• **To do**
Retype the whole listing, character for character.

• **Given data**
........

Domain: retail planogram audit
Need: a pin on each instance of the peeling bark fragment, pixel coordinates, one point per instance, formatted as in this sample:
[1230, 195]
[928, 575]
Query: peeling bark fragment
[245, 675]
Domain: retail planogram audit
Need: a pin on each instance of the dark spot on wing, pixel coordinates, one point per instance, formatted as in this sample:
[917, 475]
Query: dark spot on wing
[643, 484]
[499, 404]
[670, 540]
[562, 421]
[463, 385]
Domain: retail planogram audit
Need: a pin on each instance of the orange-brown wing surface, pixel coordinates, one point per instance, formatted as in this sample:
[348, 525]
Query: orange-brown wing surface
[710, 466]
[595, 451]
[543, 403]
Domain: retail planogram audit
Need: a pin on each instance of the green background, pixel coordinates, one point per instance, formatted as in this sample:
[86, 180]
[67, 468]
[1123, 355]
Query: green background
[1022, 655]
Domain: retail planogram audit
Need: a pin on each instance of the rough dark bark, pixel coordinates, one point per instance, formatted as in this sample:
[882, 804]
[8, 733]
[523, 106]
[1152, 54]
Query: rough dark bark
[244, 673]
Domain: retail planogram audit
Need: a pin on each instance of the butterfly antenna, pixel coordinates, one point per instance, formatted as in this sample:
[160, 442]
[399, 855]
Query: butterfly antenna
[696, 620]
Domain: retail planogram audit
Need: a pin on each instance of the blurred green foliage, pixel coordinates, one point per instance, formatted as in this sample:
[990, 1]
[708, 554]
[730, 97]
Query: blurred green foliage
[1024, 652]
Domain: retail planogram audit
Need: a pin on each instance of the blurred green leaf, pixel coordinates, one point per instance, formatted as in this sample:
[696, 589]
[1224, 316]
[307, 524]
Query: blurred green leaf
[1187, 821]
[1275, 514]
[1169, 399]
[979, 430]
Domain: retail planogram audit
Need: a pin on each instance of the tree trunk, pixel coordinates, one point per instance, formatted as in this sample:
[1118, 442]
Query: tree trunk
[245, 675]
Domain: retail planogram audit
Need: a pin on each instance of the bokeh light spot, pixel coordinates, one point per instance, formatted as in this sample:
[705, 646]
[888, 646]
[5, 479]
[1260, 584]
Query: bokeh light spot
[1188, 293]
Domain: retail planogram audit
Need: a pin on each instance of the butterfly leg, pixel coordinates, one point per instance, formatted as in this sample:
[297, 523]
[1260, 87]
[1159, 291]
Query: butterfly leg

........

• **Reply**
Domain: retail planogram audit
Need: a pin on each instance of the peeling bark fragment, pixel coordinates, one point per instance, formatted as in this sample:
[1230, 195]
[928, 575]
Query: peeling bark fragment
[245, 675]
Domain: retail planogram audit
Need: a pin on each instance of the dark spot on wing, pixel coordinates, one point per instance, formatted as in this sample:
[917, 475]
Query: dark spot on wing
[643, 484]
[499, 404]
[670, 540]
[562, 421]
[463, 385]
Domain: retail planogram audit
Need: a pin on each instance of the orange-brown wing surface, pixel coordinates, one point per instance, formatted as in this sample:
[348, 525]
Query: orange-brown wing surface
[710, 466]
[595, 451]
[543, 403]
Domain: retail planogram audit
Need: a pin on each instance of the green background, pixel coordinates, one point per instance, formatted as in this sample:
[86, 180]
[67, 468]
[1123, 355]
Query: green background
[1022, 655]
Domain: retail planogram audit
Need: a pin on each instance of the rough dark bark, pixel coordinates, one point per instance, formatted as in this sample:
[882, 804]
[8, 733]
[523, 106]
[1152, 54]
Query: rough dark bark
[244, 673]
Domain: retail planogram audit
Need: a pin on each instance of the butterfly antenna, pixel coordinates, one point per instance, formatted as in this sample:
[160, 442]
[399, 855]
Query: butterfly antenna
[696, 620]
Domain: retail planogram audit
Need: a pin on each instance of the blurred green foliage, pixel coordinates, one point per instance, formatted as in this sample:
[990, 1]
[708, 554]
[730, 97]
Query: blurred green foliage
[1024, 652]
Domain: retail planogram audit
Need: a pin on each instance of the blurred green leaf, pixel coordinates, one point per instance, formatted as in this sample:
[696, 589]
[1224, 316]
[307, 524]
Query: blurred green leaf
[1187, 821]
[1275, 514]
[1169, 399]
[979, 430]
Domain: retail planogram audit
Need: a pin on each instance of the tree trunk, pixel coordinates, one point per instance, formatted as in this sample:
[1118, 442]
Query: tree trunk
[245, 675]
Domain: retail planogram audit
Need: a pin on each instance of the bokeh light spot, pixel coordinates, one point per instance, formatted as in this sample:
[705, 646]
[888, 646]
[5, 479]
[1260, 584]
Query: bokeh light spot
[1188, 293]
Domain: retail planogram audit
Need: a pin on each instance of the butterfly leg, pixel coordinates, one point per instance, formatted as in this sample:
[297, 523]
[1260, 87]
[1159, 291]
Query: butterfly leg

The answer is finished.